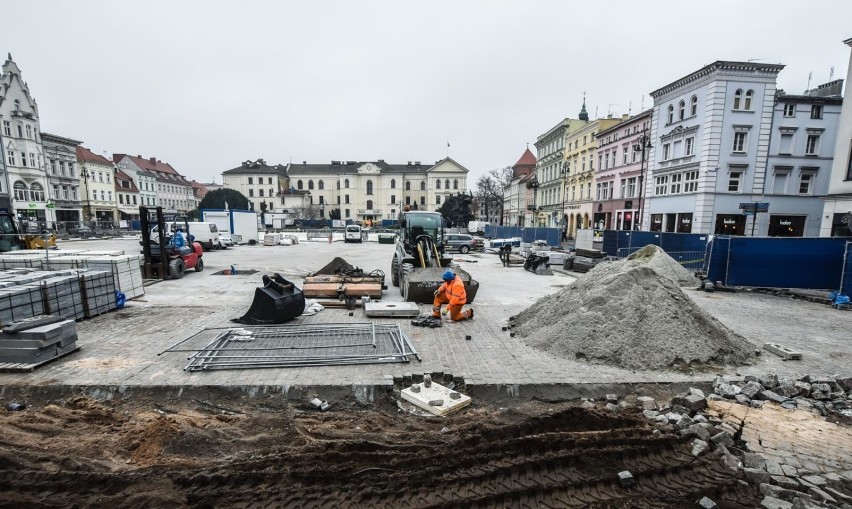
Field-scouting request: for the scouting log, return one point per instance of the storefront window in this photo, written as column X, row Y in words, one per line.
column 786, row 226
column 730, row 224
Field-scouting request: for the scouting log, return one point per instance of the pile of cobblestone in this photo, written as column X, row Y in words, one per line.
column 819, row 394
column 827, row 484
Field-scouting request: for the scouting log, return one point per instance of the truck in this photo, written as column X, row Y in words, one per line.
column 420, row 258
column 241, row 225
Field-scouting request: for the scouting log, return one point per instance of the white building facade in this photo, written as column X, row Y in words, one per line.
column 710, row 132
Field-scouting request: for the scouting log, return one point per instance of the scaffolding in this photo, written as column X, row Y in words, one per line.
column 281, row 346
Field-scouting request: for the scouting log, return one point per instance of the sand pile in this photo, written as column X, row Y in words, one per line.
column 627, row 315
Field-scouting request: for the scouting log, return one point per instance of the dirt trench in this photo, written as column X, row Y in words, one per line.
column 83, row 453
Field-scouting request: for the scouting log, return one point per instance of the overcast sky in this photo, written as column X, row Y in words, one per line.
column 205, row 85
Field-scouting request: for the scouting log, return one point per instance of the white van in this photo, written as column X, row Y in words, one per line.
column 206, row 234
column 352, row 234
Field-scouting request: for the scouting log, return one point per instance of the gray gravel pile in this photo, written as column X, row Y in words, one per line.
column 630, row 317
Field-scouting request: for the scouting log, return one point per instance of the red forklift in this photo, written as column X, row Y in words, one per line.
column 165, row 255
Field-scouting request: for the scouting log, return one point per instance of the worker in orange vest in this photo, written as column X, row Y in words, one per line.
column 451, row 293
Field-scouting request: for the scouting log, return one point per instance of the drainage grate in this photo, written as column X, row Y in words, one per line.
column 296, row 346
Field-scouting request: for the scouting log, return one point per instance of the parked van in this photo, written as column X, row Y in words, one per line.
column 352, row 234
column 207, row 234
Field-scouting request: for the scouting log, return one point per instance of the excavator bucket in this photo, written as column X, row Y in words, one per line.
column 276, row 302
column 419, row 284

**TASK DESCRIPTION:**
Recast every line of the items above as a Markdown table with the columns No. and Text, giving each line its row number. Leave out blank lines and the pictures.

**FULL ANSWER:**
| No. | Text |
|---|---|
| 1 | Field-scouting request: for the scouting log, return one point per instance of the storefront window in this photo, written as column X, row Y in words, one per line. |
| 2 | column 786, row 226 |
| 3 | column 730, row 224 |
| 4 | Field-scouting request: for the scouting log, return one point per instance of the pile of cobblestone in this photo, written as column X, row Y in words, one per line. |
| 5 | column 819, row 394 |
| 6 | column 827, row 484 |
| 7 | Field-scouting request: for the scouting log, return one point per instance of the truck in this photo, written as column X, row Y in words, one per line. |
| 8 | column 420, row 258 |
| 9 | column 241, row 225 |
| 10 | Field-scouting request: for the scouting log, return one point per instance of the white building facade in this photo, written as column X, row Y in words, one per line. |
| 11 | column 710, row 132 |
| 12 | Field-scouting request: for the scouting log, return one point per instance of the scaffolding in this photo, written as column X, row Y in words, one per line. |
| 13 | column 281, row 346 |
| 14 | Field-scouting request: for the scouting log, return one point per instance of the sand pile in this photo, written as column X, row Y in words, one per line. |
| 15 | column 627, row 315 |
| 16 | Field-scouting request: for the scouting log, return one point per instance of the dirt trench in this photo, written as column X, row Y in words, one per line. |
| 17 | column 83, row 453 |
| 18 | Field-scouting request: for the scouting log, return one point per instance of the overcast sky in this photo, written as column X, row Y in words, one per line. |
| 19 | column 205, row 85 |
| 20 | Field-scouting request: for the scouting log, return one point per instance of the white van in this photo, written as column X, row Y in words, one per line. |
| 21 | column 206, row 234 |
| 22 | column 352, row 234 |
| 23 | Field-scouting request: for the scouting log, return one point per instance of the gray gravel pile in this photo, written as column X, row Y in words, one per line. |
| 24 | column 630, row 317 |
| 25 | Field-scouting request: for the scouting log, return one point per instance of the red forklift in this photo, written as column X, row Y in words, one per line. |
| 26 | column 165, row 255 |
| 27 | Field-scouting request: for the scouting log, return one point per instance of the worker in orange vest in this photo, written as column X, row Y in words, one per line. |
| 28 | column 451, row 293 |
| 29 | Field-scouting request: for the scouting log, return one point per instance of the drainage grate in this photo, written as column X, row Y in words, one per line. |
| 30 | column 296, row 346 |
| 31 | Field-scouting request: for the scouting log, return one point per instance of the parked van in this photo, written as column X, row Y in words, one per line. |
| 32 | column 352, row 234 |
| 33 | column 207, row 234 |
| 34 | Field-scouting request: for the scouting log, return one point per instance of the excavator bucket in this photo, written as column X, row Y in words, one per line. |
| 35 | column 276, row 302 |
| 36 | column 419, row 284 |